**INSTRUCTIONS TO FOLLOW**.
Below is a set of records; restate each one word for word.

:::::

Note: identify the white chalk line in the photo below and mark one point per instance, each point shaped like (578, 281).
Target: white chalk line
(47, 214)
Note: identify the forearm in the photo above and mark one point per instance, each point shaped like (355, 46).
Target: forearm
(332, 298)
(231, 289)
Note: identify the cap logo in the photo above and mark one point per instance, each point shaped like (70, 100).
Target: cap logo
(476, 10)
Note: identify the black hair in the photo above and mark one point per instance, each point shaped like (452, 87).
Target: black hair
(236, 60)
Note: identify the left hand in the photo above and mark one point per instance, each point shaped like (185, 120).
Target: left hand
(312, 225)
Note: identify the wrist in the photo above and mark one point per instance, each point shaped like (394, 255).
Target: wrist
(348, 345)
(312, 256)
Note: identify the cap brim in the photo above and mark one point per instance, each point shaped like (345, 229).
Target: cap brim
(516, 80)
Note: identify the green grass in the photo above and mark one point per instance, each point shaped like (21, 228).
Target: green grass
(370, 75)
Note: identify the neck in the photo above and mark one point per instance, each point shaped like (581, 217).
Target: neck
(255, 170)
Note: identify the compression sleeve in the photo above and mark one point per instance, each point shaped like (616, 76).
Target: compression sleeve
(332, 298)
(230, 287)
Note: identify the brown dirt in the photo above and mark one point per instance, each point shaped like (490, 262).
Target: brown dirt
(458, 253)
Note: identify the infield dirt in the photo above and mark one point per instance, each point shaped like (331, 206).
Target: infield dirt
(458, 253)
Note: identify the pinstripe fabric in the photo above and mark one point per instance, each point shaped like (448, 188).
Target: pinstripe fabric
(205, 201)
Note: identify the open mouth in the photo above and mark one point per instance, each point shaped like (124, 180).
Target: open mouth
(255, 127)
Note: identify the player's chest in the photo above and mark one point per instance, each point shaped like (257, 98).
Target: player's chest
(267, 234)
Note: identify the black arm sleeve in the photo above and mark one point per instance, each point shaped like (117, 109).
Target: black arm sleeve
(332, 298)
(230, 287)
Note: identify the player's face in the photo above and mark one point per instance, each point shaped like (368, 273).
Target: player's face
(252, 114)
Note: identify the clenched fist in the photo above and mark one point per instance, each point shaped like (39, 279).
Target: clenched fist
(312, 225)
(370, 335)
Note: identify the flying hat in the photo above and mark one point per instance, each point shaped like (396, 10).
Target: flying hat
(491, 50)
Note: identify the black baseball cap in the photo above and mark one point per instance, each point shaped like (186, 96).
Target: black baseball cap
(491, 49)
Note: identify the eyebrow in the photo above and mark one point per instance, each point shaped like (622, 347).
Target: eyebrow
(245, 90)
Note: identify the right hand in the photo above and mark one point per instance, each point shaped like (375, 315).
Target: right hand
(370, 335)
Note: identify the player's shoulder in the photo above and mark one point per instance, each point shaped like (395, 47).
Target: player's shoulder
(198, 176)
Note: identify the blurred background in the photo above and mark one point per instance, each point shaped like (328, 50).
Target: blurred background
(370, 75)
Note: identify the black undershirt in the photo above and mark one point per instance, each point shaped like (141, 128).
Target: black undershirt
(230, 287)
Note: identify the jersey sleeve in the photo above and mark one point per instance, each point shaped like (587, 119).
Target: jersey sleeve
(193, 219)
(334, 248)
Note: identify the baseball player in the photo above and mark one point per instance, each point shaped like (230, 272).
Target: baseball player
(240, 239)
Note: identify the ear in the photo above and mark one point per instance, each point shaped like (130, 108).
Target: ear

:::::

**TASK RESPONSE**.
Note: identify the white chalk line in the photo below and mark one point per instance, each point shaped like (578, 281).
Target: white chalk line
(47, 214)
Note: identify the forearm in the photo above and mark one point per instance, each point shaped like (355, 46).
Target: forearm
(332, 298)
(231, 289)
Note: identify the cap logo in the photo above and mark one point per instance, each point shaped like (70, 100).
Target: cap logo
(476, 10)
Note: identify the black hair in the photo above and mark one point per instance, each point shaped like (452, 87).
Target: black hair
(236, 60)
Note: identify the left hand in the photo above and mark one point per instance, each point shaped like (185, 120).
Target: left hand
(312, 225)
Note: identify the wrist in the photo above and mark one point per instance, each point shaped like (394, 255).
Target: wrist
(348, 345)
(312, 256)
Note: identify the cap brim in the photo above and mark one point per instance, each point shaped like (345, 229).
Target: cap brim
(516, 80)
Note: identify the green grass in the photo above and mark one point per instance, each point shaped like (21, 228).
Target: green grass
(370, 75)
Note: identify the neck in the photo above and mark one point per instance, each point shaped like (581, 217).
Target: neck
(255, 170)
Note: identify the compression sleeve in the photo above and mark one point per instance, each point shaped like (616, 76).
Target: compression sleeve
(332, 298)
(230, 287)
Note: identify the brown dirt in the photo above and mark one point per instance, each point shaped like (490, 262).
Target: brown dirt
(458, 253)
Note: identify the infield dirt in the photo above and mark one point per instance, each point shaped like (331, 206).
Target: infield dirt
(458, 253)
Note: identify the pinstripe fabric in the photo above and mark one point per instance, each point shaped like (448, 188).
Target: pinstripe fabric
(205, 201)
Note: identify the open mouth in the photo above and mark one point per instance, each point shaped like (124, 180).
Target: open mouth
(255, 127)
Note: identify the player's chest in the photo above and mark one point per instance, each point shaped like (257, 98).
Target: player's chest
(267, 234)
Note: identify the black arm sleeve in the photo above and mark one point per instance, each point shaped like (117, 109).
Target: black arm sleeve
(332, 298)
(230, 287)
Note: identify the player's face in the photo above and mark one point per instance, each point shaped like (368, 273).
Target: player's face
(252, 114)
Note: identify the clenched fist in the photo above and mark one point per instance, each point shaped like (39, 279).
Target: clenched fist
(312, 225)
(370, 335)
Note: identify the flying hat in the photo above and mark one point per instance, each point shaped like (396, 10).
Target: flying hat
(491, 50)
Note: identify the black baseball cap in the photo above and mark one point per instance, each point shaped like (186, 96).
Target: black baseball cap
(491, 49)
Note: identify the eyebrow in the photo above and mark one point per instance, each point shaped like (622, 347).
Target: eyebrow
(245, 90)
Note: identify the right hand in the photo above and mark one point per instance, each point shaped like (375, 315).
Target: right hand
(370, 335)
Note: identify the player's shoulder in the photo above and mark one point per instance, each point shaped like (395, 47).
Target: player's shoulder
(198, 176)
Note: identify the blurred background in the photo above and mark one point per instance, each point shaped like (328, 50).
Target: blurred background
(370, 75)
Note: identify the black undershirt in the photo above and mark one point per instance, each point shaped like (141, 128).
Target: black undershirt
(230, 287)
Note: identify the jersey sleeve in the photo above and mark one point per instance, each point shaped like (587, 119).
Target: jersey sleeve
(193, 219)
(334, 248)
Note: identify the baseball player in the photo above and mark one point per instance, each point shaped like (230, 272).
Target: baseball player
(240, 239)
Note: identify the ear in the photo above and mark one point per instance, each point shaped like (130, 108).
Target: ear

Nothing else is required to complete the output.